§ What the task asks: Isolate every line in the data with the string "before" and copy it.

§ Recorded data:
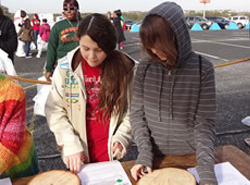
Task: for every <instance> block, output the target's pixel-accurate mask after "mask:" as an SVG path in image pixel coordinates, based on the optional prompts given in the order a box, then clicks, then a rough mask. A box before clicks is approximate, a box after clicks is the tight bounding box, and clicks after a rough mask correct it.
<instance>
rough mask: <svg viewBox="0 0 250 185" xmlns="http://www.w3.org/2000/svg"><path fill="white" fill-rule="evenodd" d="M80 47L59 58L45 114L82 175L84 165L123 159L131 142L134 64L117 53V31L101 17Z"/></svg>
mask: <svg viewBox="0 0 250 185" xmlns="http://www.w3.org/2000/svg"><path fill="white" fill-rule="evenodd" d="M77 36H78V38H79V45H80V47H77V48H76V49H74V50H72V51H71V52H69V53H68V54H67V55H66V56H65V57H64V58H62V59H60V60H59V62H58V66H57V67H56V69H55V72H54V75H53V79H52V89H51V91H50V93H49V96H48V99H47V102H46V106H45V112H46V118H47V122H48V124H49V128H50V129H51V130H52V132H54V134H55V138H56V141H57V144H58V145H59V148H60V150H61V152H62V157H63V159H64V162H65V164H66V166H67V168H69V169H70V170H71V171H73V172H79V171H80V167H81V163H82V162H83V163H88V162H101V161H109V160H113V159H120V158H123V157H124V156H125V154H126V152H127V148H128V146H129V145H130V143H131V139H132V135H131V126H130V123H129V111H128V110H129V107H130V106H129V105H130V88H131V83H132V76H133V71H134V66H135V62H134V61H133V60H132V59H130V58H129V57H127V56H126V55H125V54H124V53H123V52H120V51H117V50H115V47H116V43H117V42H116V31H115V28H114V27H113V25H112V23H111V22H110V20H109V19H108V18H107V17H106V16H105V15H102V14H91V15H89V16H87V17H85V18H84V19H83V21H82V23H81V24H80V25H79V29H78V33H77Z"/></svg>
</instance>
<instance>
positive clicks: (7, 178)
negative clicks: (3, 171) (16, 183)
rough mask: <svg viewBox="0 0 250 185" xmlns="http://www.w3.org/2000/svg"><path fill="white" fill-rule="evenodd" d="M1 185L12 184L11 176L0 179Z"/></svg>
mask: <svg viewBox="0 0 250 185" xmlns="http://www.w3.org/2000/svg"><path fill="white" fill-rule="evenodd" d="M0 185H12V183H11V180H10V178H4V179H0Z"/></svg>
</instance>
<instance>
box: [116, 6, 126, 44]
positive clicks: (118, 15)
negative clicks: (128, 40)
mask: <svg viewBox="0 0 250 185" xmlns="http://www.w3.org/2000/svg"><path fill="white" fill-rule="evenodd" d="M117 15H118V16H119V17H120V23H121V27H122V31H123V32H124V31H125V30H126V24H125V21H124V17H123V16H122V12H121V10H120V9H119V10H117ZM120 49H123V43H122V42H120Z"/></svg>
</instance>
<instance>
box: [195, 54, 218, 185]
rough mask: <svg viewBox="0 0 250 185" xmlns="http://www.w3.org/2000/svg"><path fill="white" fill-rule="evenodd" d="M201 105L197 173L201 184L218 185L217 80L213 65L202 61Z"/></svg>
mask: <svg viewBox="0 0 250 185" xmlns="http://www.w3.org/2000/svg"><path fill="white" fill-rule="evenodd" d="M202 63H203V64H202V78H201V90H200V99H199V105H198V109H197V114H196V120H195V139H196V158H197V162H198V165H197V171H198V174H199V176H200V179H201V180H200V184H201V185H203V184H212V185H216V184H217V181H216V177H215V173H214V138H215V109H216V108H215V105H216V104H215V100H216V97H215V80H214V68H213V65H212V64H211V63H210V62H208V61H206V60H204V59H203V61H202Z"/></svg>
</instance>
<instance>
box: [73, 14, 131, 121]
mask: <svg viewBox="0 0 250 185" xmlns="http://www.w3.org/2000/svg"><path fill="white" fill-rule="evenodd" d="M84 35H88V36H89V37H90V38H91V39H92V40H93V41H95V42H96V43H97V44H98V46H99V47H100V48H102V50H103V51H104V52H105V53H106V54H107V58H106V59H105V60H104V61H103V63H102V64H101V65H102V66H101V87H100V92H99V104H98V108H100V111H103V113H104V117H103V119H106V118H108V117H109V116H110V114H111V113H112V112H114V113H115V114H119V113H121V112H123V110H124V109H126V108H127V104H128V102H127V88H128V87H127V84H128V81H129V80H130V75H131V73H132V72H131V71H132V70H131V69H132V67H133V63H132V62H131V61H130V60H129V59H128V58H127V57H126V55H125V54H124V53H122V52H120V51H117V50H115V46H116V31H115V28H114V27H113V25H112V23H111V22H110V20H109V19H108V18H107V17H106V16H104V15H102V14H97V13H95V14H91V15H89V16H87V17H85V18H84V19H83V20H82V22H81V24H80V25H79V28H78V33H77V36H78V38H79V39H80V38H81V37H82V36H84Z"/></svg>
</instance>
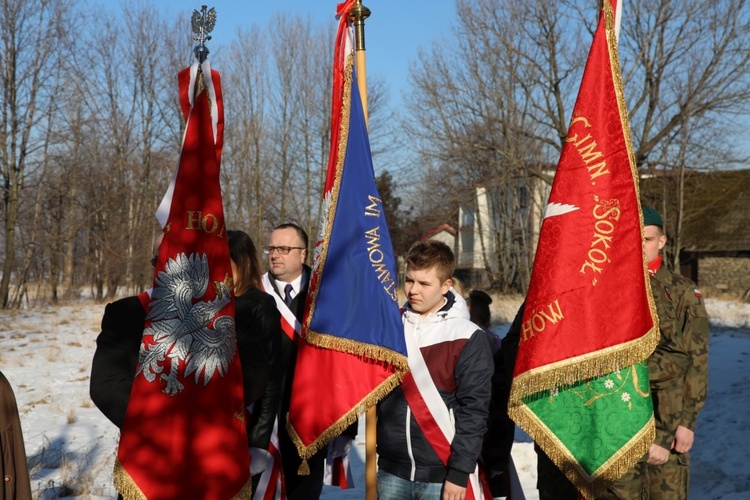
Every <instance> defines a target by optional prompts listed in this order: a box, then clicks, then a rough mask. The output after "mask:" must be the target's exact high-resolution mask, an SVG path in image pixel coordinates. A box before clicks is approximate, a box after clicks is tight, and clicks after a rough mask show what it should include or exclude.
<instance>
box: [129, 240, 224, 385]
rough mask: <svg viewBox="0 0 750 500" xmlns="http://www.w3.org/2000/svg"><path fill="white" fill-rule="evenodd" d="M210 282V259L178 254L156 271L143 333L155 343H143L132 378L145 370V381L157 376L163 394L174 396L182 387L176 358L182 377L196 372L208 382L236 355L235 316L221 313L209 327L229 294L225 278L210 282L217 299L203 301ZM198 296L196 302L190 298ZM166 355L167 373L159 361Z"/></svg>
mask: <svg viewBox="0 0 750 500" xmlns="http://www.w3.org/2000/svg"><path fill="white" fill-rule="evenodd" d="M208 284H209V272H208V257H207V256H206V254H205V253H204V254H203V256H202V257H199V256H198V254H197V253H193V254H191V255H190V257H188V256H187V255H186V254H184V253H181V254H178V255H177V256H176V257H175V258H174V259H173V258H170V259H169V260H168V261H167V264H166V266H165V270H164V271H159V273H158V275H157V277H156V284H155V286H154V290H153V293H152V294H151V299H152V300H151V303H150V304H149V306H150V308H151V310H150V311H149V313H148V316H146V319H147V320H148V319H150V320H151V326H149V327H148V328H146V329H145V330H144V332H143V334H144V336H146V335H151V336H153V339H154V342H155V344H148V345H147V344H146V343H141V352H140V359H139V362H140V366H139V367H138V372H137V373H136V376H138V375H139V374H141V373H143V376H144V377H145V378H146V380H148V381H149V382H153V381H154V380H156V375H157V374H161V379H162V380H164V381H165V382H166V383H167V387H166V388H165V389H164V391H163V392H164V393H166V394H169V395H170V396H175V395H177V394H179V393H180V392H182V390H183V389H184V386H183V384H182V383H181V382H180V381H179V380H178V373H177V372H178V368H179V365H180V361H183V362H184V363H185V375H184V376H185V377H187V376H189V375H190V374H192V373H195V383H196V384H197V383H198V381H199V380H200V377H201V375H203V385H204V386H205V385H207V384H208V382H209V381H210V380H211V377H213V375H214V373H215V372H217V371H218V372H219V376H221V377H223V376H224V375H225V374H226V373H227V371H228V369H229V364H230V363H231V362H232V360H233V359H234V355H235V352H236V349H237V344H236V341H235V331H234V318H232V317H231V316H219V317H218V318H216V319H215V320H214V321H213V328H209V326H208V325H209V324H210V323H211V319H212V318H214V316H216V314H217V313H218V312H219V311H220V310H221V309H222V308H223V307H224V306H225V305H227V304H228V303H229V301H230V300H231V295H230V291H229V286H228V285H227V283H226V282H217V281H214V287H215V289H216V298H215V299H214V300H212V301H201V300H199V299H201V298H202V297H203V295H204V294H205V293H206V290H207V289H208ZM194 300H197V302H193V301H194ZM167 358H168V359H169V360H170V362H171V365H170V366H169V372H167V373H162V371H163V370H164V366H163V365H161V364H160V363H162V362H164V361H165V360H166V359H167Z"/></svg>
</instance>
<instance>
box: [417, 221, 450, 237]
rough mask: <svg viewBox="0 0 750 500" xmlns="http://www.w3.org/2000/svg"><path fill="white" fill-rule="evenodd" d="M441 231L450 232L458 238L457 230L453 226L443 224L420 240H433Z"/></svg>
mask: <svg viewBox="0 0 750 500" xmlns="http://www.w3.org/2000/svg"><path fill="white" fill-rule="evenodd" d="M441 231H448V232H449V233H450V234H451V235H453V236H456V230H455V229H454V228H453V226H451V225H449V224H441V225H439V226H438V227H436V228H435V229H433V230H431V231H427V232H426V233H424V234H423V235H422V237H421V238H419V239H420V240H426V239H428V238H432V237H433V236H435V235H436V234H438V233H439V232H441Z"/></svg>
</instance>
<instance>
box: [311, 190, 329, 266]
mask: <svg viewBox="0 0 750 500" xmlns="http://www.w3.org/2000/svg"><path fill="white" fill-rule="evenodd" d="M332 203H333V195H332V194H331V191H328V192H327V193H326V194H325V195H324V196H323V207H322V208H321V210H320V221H319V222H318V241H317V242H315V249H314V250H313V272H317V271H318V266H320V258H321V257H322V256H323V242H324V241H325V239H326V233H327V232H328V219H330V218H331V205H332Z"/></svg>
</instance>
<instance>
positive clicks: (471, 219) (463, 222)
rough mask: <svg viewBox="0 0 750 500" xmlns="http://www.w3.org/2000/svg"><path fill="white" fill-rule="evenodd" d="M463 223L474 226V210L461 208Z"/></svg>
mask: <svg viewBox="0 0 750 500" xmlns="http://www.w3.org/2000/svg"><path fill="white" fill-rule="evenodd" d="M461 225H462V226H473V225H474V212H472V211H471V210H467V209H465V208H464V209H461Z"/></svg>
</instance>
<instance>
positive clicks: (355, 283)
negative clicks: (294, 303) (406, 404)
mask: <svg viewBox="0 0 750 500" xmlns="http://www.w3.org/2000/svg"><path fill="white" fill-rule="evenodd" d="M353 3H354V2H353V1H349V2H347V3H345V4H340V5H339V9H340V12H339V13H340V14H344V15H342V16H341V24H340V25H339V35H338V37H337V49H336V59H335V60H334V78H333V81H334V85H333V87H334V88H333V99H332V101H333V113H332V125H331V156H330V159H329V163H328V173H327V177H326V186H325V191H324V196H323V207H322V213H321V222H320V227H319V234H318V240H317V243H316V245H315V252H314V258H313V275H312V280H311V283H310V292H309V294H308V299H307V300H308V302H307V311H306V315H305V318H303V321H302V334H301V337H302V339H301V341H300V342H299V345H298V352H297V363H296V367H295V373H294V380H293V382H292V399H291V403H290V408H289V421H288V425H287V430H288V431H289V435H290V436H291V437H292V439H293V440H294V442H295V444H296V446H297V450H298V451H299V454H300V456H301V457H303V458H309V457H311V456H312V455H313V454H315V452H316V451H317V450H319V449H320V448H322V447H323V446H325V445H326V444H327V443H328V442H329V441H330V440H331V439H333V438H335V437H336V436H338V435H339V434H341V432H342V431H343V430H345V429H346V428H347V427H348V426H349V425H350V424H351V423H352V422H354V421H355V420H356V419H357V417H358V416H359V415H360V414H361V413H363V412H365V411H366V410H367V409H368V408H369V407H371V406H373V405H375V403H377V402H378V401H379V400H380V399H382V398H383V397H384V396H385V395H386V394H388V392H390V391H391V390H392V389H393V388H394V387H396V386H397V385H398V384H399V383H400V381H401V378H402V377H403V375H404V373H405V372H406V371H407V370H408V364H407V360H406V343H405V340H404V329H403V324H402V322H401V312H400V310H399V306H398V301H397V296H396V290H397V288H398V279H397V274H396V271H397V268H396V260H395V258H394V255H393V246H392V244H391V237H390V235H389V233H388V226H387V224H386V220H385V213H384V210H383V203H382V200H381V199H380V194H379V193H378V190H377V187H376V185H375V174H374V171H373V166H372V155H371V153H370V142H369V138H368V134H367V124H366V121H365V116H364V111H363V107H362V100H361V98H360V95H359V90H358V87H357V80H356V75H355V74H354V67H353V64H352V60H353V57H352V51H351V50H350V47H351V34H352V32H353V30H351V25H348V26H347V24H348V20H347V17H348V16H346V12H347V11H346V9H347V8H351V6H352V5H353Z"/></svg>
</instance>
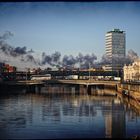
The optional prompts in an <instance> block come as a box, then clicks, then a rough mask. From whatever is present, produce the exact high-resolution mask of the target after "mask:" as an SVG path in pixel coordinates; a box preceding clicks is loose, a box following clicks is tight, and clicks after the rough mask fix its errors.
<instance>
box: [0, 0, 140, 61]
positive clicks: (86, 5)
mask: <svg viewBox="0 0 140 140" xmlns="http://www.w3.org/2000/svg"><path fill="white" fill-rule="evenodd" d="M114 28H117V29H120V30H123V31H125V32H126V51H128V50H130V49H133V50H134V51H135V52H137V54H138V55H140V2H137V1H124V2H123V1H120V2H119V1H118V2H107V1H104V2H3V3H0V36H2V35H3V34H4V33H5V32H6V31H10V32H11V33H12V34H13V36H12V37H10V38H9V39H7V40H6V41H7V42H8V44H10V45H12V46H13V47H18V46H20V47H23V46H26V47H27V49H28V50H30V49H32V50H33V51H34V55H36V56H37V57H40V56H41V54H42V52H45V53H46V54H50V55H51V54H52V53H54V52H55V51H59V52H60V53H61V56H64V55H73V56H77V55H78V54H79V53H82V54H91V53H94V54H95V55H96V56H97V60H100V59H101V57H102V55H103V54H105V34H106V32H108V31H110V30H113V29H114Z"/></svg>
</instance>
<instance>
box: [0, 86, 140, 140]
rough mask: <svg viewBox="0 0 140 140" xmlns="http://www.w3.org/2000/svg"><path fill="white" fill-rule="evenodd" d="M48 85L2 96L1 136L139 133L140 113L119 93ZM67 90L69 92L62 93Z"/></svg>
mask: <svg viewBox="0 0 140 140" xmlns="http://www.w3.org/2000/svg"><path fill="white" fill-rule="evenodd" d="M82 88H83V89H84V87H82ZM46 89H48V90H47V91H43V90H44V89H43V90H42V92H41V94H37V93H32V94H18V95H7V96H3V97H1V99H0V132H1V134H0V137H1V138H13V139H15V138H45V139H47V138H116V137H118V138H124V137H132V136H134V135H140V114H139V113H138V112H137V111H136V110H135V109H134V107H133V106H132V104H128V102H127V99H126V100H125V99H124V98H122V97H121V96H119V95H118V96H94V95H88V94H86V91H81V88H79V89H80V91H81V92H82V93H83V94H81V95H77V94H75V93H77V91H78V89H76V88H75V87H72V86H71V87H68V86H64V87H62V86H60V87H58V86H56V87H55V86H54V87H52V89H51V87H46ZM98 90H100V89H98ZM101 90H102V91H101V92H105V91H103V89H101ZM62 91H63V92H62ZM64 92H65V93H67V94H59V93H64ZM98 92H99V91H98ZM108 92H109V90H108ZM112 92H114V91H112V90H111V91H110V93H112ZM54 93H55V94H54ZM68 93H71V95H69V94H68ZM129 102H130V101H129ZM133 104H134V102H133Z"/></svg>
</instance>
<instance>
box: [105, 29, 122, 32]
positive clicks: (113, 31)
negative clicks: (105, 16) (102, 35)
mask: <svg viewBox="0 0 140 140" xmlns="http://www.w3.org/2000/svg"><path fill="white" fill-rule="evenodd" d="M107 33H124V31H120V29H114V30H112V31H108V32H107Z"/></svg>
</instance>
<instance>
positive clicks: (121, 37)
mask: <svg viewBox="0 0 140 140" xmlns="http://www.w3.org/2000/svg"><path fill="white" fill-rule="evenodd" d="M105 37H106V44H105V45H106V56H107V57H108V59H109V62H110V64H108V65H107V67H108V70H121V69H122V67H123V65H122V64H120V63H119V62H120V61H119V60H120V58H124V57H125V32H124V31H120V30H119V29H114V30H112V31H108V32H107V33H106V35H105Z"/></svg>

§ Response for this exercise:
Task: for every <instance> block, output the target's pixel-accurate mask after "mask:" as an SVG path in image pixel coordinates, based on the optional prompts given in the order a box, then clicks, then a rough mask. A box before clicks is approximate, a box after clicks is the tight bounding box, and clicks after a rough mask correct it.
Every <instance> defines a target by optional prompts listed in this order: a box, then clicks, then a rough mask. The output after "mask:" must be the target's exact high-resolution mask, an SVG path in image pixel coordinates. A box before clicks is approximate, a box after clicks is tight, and clicks after a rough mask show what it should include or exclude.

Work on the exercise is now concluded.